◆ Goal 1 ◆
Translate this sentence from the AWS setup notes into Spanish: "Log data will be uploaded on this firehose."

Log data will be uploaded on this firehose.
Bucket -> Create New -> Create S3 Bucket
EC2 - management instances service by AWS.
Launch Instance -> Linux -> Create -> Instance Type
Create New SSH Key -> Download Launch Instance
puttygen arq.pem -O private -o key.ppk
# if public key
puttygen keyfile.pem -L
Get public DNS of instance AWS - IPv4 address
Connect-SSH Client -> Copy public DNS -> Paste on putty hostname
SSH-Auth -> Browse -> Import key.ppk
pattern login: ec2-user
On AWS-instance:
sudo yum install -y aws-kinesis-agent
sudo yum install -y git
# Get repository with dataset and scripts
git clone https://github.com/cassianobrexbit/dio-live-aws-bigdata-2.git
unzip dataset
# Script python to process dataset line by line and generate logs
# Transform script in executable
chmod a+x loggeneratorscript.py
# Create directory that will store the logs
sudo mkdir /var/log/logdir
# Access kinesis to start working
cd /etc/aws-kinesis
# Access agent.json file to set configurations
sudo nano agent.json
File agent.json
## Attention to the region - it can be found at infos - kinesis firehose details - region
“flows” - directory of logs
“filePattern”:“/var/log/logdir/*.log”

◆ Goal 2 ◆
Extract every line of the records that contains the word "white".

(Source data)
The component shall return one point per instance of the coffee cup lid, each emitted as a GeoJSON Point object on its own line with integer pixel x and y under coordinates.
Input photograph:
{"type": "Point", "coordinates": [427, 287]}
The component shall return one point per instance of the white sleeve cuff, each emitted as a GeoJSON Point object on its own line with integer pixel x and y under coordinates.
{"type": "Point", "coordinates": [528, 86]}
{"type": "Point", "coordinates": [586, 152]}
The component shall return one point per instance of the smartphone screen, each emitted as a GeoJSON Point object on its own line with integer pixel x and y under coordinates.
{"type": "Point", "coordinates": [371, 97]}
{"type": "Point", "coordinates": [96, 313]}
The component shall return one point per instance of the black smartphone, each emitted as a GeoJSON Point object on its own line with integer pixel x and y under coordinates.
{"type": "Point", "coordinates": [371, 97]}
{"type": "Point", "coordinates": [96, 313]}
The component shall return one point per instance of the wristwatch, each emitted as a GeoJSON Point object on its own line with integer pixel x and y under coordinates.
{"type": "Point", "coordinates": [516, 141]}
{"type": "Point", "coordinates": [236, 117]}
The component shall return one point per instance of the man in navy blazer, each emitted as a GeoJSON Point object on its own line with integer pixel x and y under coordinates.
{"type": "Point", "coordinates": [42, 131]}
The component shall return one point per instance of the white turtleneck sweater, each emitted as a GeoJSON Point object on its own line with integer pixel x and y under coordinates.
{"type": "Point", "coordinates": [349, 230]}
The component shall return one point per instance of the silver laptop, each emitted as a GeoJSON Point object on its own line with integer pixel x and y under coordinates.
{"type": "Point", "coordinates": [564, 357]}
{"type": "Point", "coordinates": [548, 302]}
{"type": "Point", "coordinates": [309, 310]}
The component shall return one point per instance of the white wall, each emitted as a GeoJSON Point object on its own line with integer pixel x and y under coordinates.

◆ Complete output 1 ◆
Los datos de registro se subirán a este firehose.

◆ Complete output 2 ◆
The component shall return one point per instance of the white sleeve cuff, each emitted as a GeoJSON Point object on its own line with integer pixel x and y under coordinates.
The component shall return one point per instance of the white turtleneck sweater, each emitted as a GeoJSON Point object on its own line with integer pixel x and y under coordinates.
The component shall return one point per instance of the white wall, each emitted as a GeoJSON Point object on its own line with integer pixel x and y under coordinates.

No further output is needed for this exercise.